All lines in the entries below that hold "detect" make up the answer.

* **Dataset entries**:
━━━━━━━━━━━━━━━━━━━━━━━━━━━━━━

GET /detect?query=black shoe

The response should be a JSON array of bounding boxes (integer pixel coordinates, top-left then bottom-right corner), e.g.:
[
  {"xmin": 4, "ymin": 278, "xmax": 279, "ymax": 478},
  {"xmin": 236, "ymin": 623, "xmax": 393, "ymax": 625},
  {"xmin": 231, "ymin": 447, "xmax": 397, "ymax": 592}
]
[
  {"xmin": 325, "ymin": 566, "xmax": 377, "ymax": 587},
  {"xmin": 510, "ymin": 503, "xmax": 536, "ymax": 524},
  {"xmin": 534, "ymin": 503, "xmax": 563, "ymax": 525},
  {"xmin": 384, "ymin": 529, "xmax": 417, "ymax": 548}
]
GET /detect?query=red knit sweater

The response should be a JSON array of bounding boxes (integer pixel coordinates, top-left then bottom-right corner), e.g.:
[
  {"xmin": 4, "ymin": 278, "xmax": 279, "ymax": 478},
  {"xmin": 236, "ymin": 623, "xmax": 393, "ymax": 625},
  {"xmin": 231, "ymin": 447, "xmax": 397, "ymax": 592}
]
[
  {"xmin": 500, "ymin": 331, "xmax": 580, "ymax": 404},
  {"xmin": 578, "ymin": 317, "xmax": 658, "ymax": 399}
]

━━━━━━━━━━━━━━━━━━━━━━━━━━━━━━

* **SOLUTION FOR THIS PROBLEM**:
GET /detect?query=black shoe
GET /detect?query=red knit sweater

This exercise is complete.